Text extract |
···
Single by Beady Eye

from the album Different Gear, Still Speeding
- B-side: "Sons of the Stage"
- Released: 22 November 2010
- Recorded: 2010
- Studio: RAK, London
- Genre: Rock and roll
- Length: 3:43
- Label: Beady Eye
- Songwriters: Gem Archer, Andy Bell, Liam Gallagher
- Producers: Beady Eye, Steve Lillywhite

Beady Eye singles chronology
|  | "Bring the Light" (2010) | "Four Letter Word" (2011) |

= Bring the Light (Beady Eye song) =

"Bring the Light" is the debut single by English rock band Beady Eye, released on Beady Eye Records as "EYE1". The song, written for the band's debut album Different Gear, Still Speeding was released on 10 November 2010, as a free download, and was also available as a limited release single on 7" vinyl. The B-side to the single is a cover of the World of Twist song "Sons of the Stage".

==7" track listing==
1. "Bring the Light" (Liam Gallagher) – 3:37
2. "Sons of the Stage" (Gordon King, Tony Ogden) – 4:46 (World of Twist cover)
···
Data supplied |
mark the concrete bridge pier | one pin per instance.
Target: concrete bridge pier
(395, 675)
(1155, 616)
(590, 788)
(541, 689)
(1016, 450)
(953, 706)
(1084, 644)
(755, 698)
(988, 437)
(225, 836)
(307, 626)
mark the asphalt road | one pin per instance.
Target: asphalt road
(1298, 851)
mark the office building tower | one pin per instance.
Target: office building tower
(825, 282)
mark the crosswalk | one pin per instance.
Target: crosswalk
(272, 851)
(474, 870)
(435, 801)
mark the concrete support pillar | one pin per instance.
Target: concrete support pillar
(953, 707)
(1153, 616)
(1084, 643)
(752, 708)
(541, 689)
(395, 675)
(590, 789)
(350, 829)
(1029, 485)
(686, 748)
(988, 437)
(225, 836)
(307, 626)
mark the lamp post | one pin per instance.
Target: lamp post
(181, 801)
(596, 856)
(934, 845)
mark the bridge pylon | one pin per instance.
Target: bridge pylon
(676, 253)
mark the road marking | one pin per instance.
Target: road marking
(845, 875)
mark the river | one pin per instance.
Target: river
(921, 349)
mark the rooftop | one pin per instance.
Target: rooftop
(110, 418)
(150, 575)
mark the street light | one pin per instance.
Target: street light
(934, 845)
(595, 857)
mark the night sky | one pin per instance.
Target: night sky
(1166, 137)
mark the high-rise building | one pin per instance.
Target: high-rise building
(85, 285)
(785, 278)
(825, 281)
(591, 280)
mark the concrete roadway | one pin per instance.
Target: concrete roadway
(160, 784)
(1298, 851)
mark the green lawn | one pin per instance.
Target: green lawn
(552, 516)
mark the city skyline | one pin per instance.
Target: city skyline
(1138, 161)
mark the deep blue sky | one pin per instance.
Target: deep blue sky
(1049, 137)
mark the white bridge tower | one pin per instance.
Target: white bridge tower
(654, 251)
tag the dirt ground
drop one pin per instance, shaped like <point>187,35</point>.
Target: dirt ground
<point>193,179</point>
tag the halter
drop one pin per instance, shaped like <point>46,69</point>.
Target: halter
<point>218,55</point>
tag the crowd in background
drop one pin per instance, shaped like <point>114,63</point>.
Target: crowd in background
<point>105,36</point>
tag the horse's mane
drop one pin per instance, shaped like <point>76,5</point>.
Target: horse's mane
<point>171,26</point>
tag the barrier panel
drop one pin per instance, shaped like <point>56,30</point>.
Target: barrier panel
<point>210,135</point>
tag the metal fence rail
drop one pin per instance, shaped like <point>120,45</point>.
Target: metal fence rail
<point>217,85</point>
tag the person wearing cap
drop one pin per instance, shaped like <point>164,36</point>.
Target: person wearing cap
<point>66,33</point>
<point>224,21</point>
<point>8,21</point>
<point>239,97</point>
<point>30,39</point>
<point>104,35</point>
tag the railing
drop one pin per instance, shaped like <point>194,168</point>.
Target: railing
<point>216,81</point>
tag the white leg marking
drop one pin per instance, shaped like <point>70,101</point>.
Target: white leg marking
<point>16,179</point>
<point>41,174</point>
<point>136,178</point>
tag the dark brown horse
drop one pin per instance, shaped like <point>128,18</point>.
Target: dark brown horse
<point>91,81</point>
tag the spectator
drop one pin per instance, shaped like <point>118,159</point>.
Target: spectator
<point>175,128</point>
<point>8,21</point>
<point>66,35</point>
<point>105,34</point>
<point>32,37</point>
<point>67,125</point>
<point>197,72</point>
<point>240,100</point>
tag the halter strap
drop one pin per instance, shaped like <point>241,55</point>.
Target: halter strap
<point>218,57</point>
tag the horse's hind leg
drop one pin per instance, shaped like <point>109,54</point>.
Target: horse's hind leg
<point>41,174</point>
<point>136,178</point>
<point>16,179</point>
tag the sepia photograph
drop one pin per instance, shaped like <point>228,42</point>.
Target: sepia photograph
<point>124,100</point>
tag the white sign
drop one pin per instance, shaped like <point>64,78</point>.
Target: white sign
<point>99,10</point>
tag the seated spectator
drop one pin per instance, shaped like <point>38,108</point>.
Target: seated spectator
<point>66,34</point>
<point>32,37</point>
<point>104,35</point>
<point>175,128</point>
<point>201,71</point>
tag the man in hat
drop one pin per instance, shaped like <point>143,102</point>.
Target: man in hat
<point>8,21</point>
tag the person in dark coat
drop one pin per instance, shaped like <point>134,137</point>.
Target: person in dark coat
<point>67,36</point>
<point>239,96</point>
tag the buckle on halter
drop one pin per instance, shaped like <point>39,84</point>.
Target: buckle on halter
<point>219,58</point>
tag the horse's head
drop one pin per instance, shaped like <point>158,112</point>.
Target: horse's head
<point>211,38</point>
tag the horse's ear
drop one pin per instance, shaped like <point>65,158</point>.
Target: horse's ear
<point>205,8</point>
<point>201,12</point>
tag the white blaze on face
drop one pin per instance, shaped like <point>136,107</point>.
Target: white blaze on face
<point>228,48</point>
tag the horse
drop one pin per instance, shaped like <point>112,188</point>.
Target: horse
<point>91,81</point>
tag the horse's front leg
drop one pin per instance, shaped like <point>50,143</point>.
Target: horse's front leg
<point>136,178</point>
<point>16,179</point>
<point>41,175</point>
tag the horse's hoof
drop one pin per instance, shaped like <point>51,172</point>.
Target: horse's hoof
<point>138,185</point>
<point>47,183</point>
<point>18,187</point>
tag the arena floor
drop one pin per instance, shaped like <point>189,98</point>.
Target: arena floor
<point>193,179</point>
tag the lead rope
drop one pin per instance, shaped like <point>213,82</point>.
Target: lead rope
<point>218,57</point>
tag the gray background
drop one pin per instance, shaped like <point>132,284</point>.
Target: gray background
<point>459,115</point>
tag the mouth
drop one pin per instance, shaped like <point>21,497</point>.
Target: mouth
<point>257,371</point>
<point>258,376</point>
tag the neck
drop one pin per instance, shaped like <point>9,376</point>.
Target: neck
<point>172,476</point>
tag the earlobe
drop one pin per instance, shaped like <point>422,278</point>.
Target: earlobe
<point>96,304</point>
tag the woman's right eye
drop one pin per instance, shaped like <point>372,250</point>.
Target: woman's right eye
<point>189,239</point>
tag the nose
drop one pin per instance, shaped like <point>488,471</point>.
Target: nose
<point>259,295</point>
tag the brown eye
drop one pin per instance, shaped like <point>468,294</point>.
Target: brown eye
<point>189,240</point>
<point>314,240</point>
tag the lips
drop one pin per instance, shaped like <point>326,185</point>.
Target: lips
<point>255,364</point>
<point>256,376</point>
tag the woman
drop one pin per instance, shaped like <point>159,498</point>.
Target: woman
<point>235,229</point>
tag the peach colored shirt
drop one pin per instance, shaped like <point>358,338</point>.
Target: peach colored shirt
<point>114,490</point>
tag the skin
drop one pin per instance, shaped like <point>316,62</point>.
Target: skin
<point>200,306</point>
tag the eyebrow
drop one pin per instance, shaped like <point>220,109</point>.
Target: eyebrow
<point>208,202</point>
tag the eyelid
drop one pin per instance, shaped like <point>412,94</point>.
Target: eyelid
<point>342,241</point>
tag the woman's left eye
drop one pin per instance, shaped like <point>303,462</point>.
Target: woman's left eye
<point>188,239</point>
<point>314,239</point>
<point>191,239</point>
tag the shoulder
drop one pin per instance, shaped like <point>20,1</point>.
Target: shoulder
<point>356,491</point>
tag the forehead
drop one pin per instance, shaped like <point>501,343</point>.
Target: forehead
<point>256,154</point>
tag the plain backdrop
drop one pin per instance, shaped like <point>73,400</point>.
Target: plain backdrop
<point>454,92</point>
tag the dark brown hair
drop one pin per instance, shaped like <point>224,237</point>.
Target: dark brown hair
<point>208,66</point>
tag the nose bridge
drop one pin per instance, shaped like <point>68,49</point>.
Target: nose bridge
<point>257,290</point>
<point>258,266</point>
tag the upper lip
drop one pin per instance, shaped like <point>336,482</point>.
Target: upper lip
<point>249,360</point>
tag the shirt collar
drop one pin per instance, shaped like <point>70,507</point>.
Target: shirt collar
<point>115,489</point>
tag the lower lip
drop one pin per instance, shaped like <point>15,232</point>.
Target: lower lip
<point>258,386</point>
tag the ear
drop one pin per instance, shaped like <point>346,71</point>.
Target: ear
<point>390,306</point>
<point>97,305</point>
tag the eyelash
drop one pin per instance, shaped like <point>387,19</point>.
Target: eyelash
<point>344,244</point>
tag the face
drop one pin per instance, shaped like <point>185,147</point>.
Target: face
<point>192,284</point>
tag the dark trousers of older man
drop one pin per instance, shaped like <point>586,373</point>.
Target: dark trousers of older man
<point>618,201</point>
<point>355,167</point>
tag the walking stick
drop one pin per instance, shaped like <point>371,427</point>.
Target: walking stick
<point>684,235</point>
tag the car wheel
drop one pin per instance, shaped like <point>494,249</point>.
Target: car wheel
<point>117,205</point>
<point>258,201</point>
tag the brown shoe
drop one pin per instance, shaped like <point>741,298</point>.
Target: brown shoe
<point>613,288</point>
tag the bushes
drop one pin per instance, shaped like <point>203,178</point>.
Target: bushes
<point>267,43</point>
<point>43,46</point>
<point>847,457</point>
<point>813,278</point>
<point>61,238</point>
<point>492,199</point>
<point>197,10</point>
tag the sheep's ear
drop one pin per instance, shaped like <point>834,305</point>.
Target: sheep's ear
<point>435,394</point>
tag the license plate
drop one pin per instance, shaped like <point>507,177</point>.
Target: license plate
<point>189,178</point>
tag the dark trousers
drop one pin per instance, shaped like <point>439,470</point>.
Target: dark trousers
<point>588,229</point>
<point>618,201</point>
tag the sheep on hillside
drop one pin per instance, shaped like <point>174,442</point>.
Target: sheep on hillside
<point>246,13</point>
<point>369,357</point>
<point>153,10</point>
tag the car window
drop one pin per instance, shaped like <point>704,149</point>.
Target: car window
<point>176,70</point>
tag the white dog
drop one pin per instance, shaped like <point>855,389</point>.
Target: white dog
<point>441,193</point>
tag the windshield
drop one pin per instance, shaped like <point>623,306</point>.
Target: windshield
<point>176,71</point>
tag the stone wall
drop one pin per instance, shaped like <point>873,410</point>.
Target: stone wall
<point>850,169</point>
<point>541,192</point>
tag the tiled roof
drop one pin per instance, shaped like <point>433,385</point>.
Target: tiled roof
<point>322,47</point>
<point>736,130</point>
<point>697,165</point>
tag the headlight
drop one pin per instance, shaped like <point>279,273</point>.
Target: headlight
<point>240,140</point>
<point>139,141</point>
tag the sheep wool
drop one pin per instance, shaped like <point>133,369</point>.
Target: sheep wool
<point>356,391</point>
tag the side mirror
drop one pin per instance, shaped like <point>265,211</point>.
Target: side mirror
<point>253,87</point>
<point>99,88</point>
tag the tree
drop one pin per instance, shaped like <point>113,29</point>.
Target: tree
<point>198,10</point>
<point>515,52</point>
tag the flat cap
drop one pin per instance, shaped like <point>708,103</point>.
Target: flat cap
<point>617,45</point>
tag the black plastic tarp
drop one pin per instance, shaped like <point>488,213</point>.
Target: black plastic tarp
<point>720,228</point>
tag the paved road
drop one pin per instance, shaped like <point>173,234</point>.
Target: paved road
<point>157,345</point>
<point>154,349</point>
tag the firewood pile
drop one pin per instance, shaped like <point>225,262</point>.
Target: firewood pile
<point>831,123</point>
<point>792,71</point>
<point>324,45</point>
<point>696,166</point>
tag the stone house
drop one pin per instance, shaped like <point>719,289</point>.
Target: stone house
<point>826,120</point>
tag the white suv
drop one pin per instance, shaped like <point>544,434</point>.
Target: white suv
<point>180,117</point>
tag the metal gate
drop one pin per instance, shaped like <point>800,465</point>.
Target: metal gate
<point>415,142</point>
···
What is required | Render this sentence from the Beady Eye single text in Spanish: "The B-side to the single is a cover of the World of Twist song "Sons of the Stage"." Rely solely on the Beady Eye single text.

Task response | La cara B del sencillo es una versión de la canción "Sons of the Stage" de World of Twist.